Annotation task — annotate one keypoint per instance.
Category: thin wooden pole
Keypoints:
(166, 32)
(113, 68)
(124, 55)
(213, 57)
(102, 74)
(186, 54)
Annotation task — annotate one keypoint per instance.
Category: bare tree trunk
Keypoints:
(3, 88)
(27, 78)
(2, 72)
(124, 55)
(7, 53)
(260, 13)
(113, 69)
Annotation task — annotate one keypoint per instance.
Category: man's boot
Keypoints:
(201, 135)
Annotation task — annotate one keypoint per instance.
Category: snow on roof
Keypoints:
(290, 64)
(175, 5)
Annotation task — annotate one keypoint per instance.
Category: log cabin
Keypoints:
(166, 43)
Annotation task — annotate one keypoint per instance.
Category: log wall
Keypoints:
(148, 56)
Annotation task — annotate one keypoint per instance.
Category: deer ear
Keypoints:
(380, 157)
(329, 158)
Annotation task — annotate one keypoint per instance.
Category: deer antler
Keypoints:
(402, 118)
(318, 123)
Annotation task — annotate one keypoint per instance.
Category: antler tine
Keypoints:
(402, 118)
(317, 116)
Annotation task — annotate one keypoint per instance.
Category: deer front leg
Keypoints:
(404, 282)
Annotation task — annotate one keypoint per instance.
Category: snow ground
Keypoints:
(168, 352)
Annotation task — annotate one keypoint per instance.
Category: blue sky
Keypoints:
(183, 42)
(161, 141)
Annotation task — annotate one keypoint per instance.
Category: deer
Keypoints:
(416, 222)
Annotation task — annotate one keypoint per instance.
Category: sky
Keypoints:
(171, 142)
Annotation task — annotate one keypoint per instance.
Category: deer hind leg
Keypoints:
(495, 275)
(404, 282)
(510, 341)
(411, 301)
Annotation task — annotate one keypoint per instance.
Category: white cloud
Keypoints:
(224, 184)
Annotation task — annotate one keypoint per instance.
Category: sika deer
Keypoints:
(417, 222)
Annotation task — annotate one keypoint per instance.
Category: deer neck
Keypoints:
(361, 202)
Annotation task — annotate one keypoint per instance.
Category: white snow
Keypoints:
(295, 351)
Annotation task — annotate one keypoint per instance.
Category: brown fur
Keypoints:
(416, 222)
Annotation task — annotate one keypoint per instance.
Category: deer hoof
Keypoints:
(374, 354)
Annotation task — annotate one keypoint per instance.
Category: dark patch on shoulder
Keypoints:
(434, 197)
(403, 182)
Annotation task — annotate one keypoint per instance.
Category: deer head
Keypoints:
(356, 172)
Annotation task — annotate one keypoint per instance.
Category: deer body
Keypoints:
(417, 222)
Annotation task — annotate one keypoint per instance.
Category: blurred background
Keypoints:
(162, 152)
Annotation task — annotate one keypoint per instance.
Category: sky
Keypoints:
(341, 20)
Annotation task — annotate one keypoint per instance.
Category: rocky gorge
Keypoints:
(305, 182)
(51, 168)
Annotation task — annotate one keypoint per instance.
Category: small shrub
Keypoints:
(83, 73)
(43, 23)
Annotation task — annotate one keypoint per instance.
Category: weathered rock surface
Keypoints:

━━━━━━

▶ _TASK STATEMENT_: In full and verbatim, repeat the records given above.

▶ _ANSWER FOR THIS EXERCISE_:
Annotation task — annotate one keypoint per instance.
Category: thin wooden pole
Keypoints:
(166, 32)
(113, 68)
(124, 55)
(213, 57)
(102, 74)
(186, 54)
Annotation task — annotate one keypoint per instance.
Category: bare tree trunk
Keypoints:
(3, 88)
(27, 78)
(2, 72)
(124, 55)
(7, 53)
(260, 13)
(113, 69)
Annotation task — annotate one keypoint per instance.
Category: man's boot
Keypoints:
(201, 135)
Annotation task — annotate one keypoint per instance.
Category: snow on roof
Keypoints:
(290, 64)
(175, 5)
Annotation task — annotate one keypoint per instance.
Category: log cabin
Keypoints:
(166, 43)
Annotation task — annotate one keypoint per instance.
Category: log wall
Keypoints:
(148, 56)
Annotation task — annotate one keypoint per instance.
Category: deer ear
Keypoints:
(380, 157)
(329, 158)
Annotation task — annotate one keypoint per instance.
Category: deer antler
Keypoints:
(402, 118)
(318, 123)
Annotation task — annotate one keypoint per instance.
Category: antler tine
Keypoints:
(402, 118)
(317, 116)
Annotation task — annotate one keypoint per instance.
Category: deer front leg
Keypoints:
(404, 282)
Annotation task — annotate one keypoint per instance.
Category: snow ground
Keypoints:
(168, 352)
Annotation task — annotate one keypoint per instance.
Category: blue sky
Keypoints:
(183, 42)
(161, 141)
Annotation task — annotate one keypoint per instance.
Category: deer
Keypoints:
(416, 222)
Annotation task — annotate one keypoint per instance.
Category: sky
Keypoints:
(171, 142)
Annotation task — annotate one keypoint per instance.
Category: deer hind leg
Keypoints:
(495, 275)
(404, 282)
(510, 341)
(411, 301)
Annotation task — annotate one keypoint per instance.
Category: white cloud
Keypoints:
(224, 184)
Annotation task — annotate one keypoint per instance.
Category: sika deer
Keypoints:
(417, 222)
Annotation task — annotate one keypoint per instance.
Category: deer neck
Keypoints:
(361, 202)
Annotation task — annotate one keypoint per instance.
Category: white snow
Keypoints:
(295, 351)
Annotation task — annotate one keypoint per instance.
Category: brown fur
Keypoints:
(416, 222)
Annotation task — annotate one keypoint per instance.
Category: deer hoof
Keypoints:
(374, 354)
Annotation task — annotate one keypoint per instance.
Category: dark patch on shoulder
Keypoints:
(434, 197)
(403, 182)
Annotation task — annotate one keypoint per instance.
Category: deer head
Keypoints:
(356, 172)
Annotation task — annotate one keypoint per instance.
Category: deer body
Keypoints:
(417, 222)
Annotation task — annotate one keypoint per instance.
Category: blurred background
Keypoints:
(162, 152)
Annotation task — annotate one keypoint per instance.
Category: sky
Keypoints:
(341, 20)
Annotation task — annotate one keypoint per instance.
Category: rocky gorge
Keypoints:
(305, 182)
(51, 168)
Annotation task — annotate one keypoint per instance.
Category: small shrub
Keypoints:
(83, 73)
(43, 23)
Annotation task — annotate one keypoint per instance.
Category: weathered rock surface
Keypoints:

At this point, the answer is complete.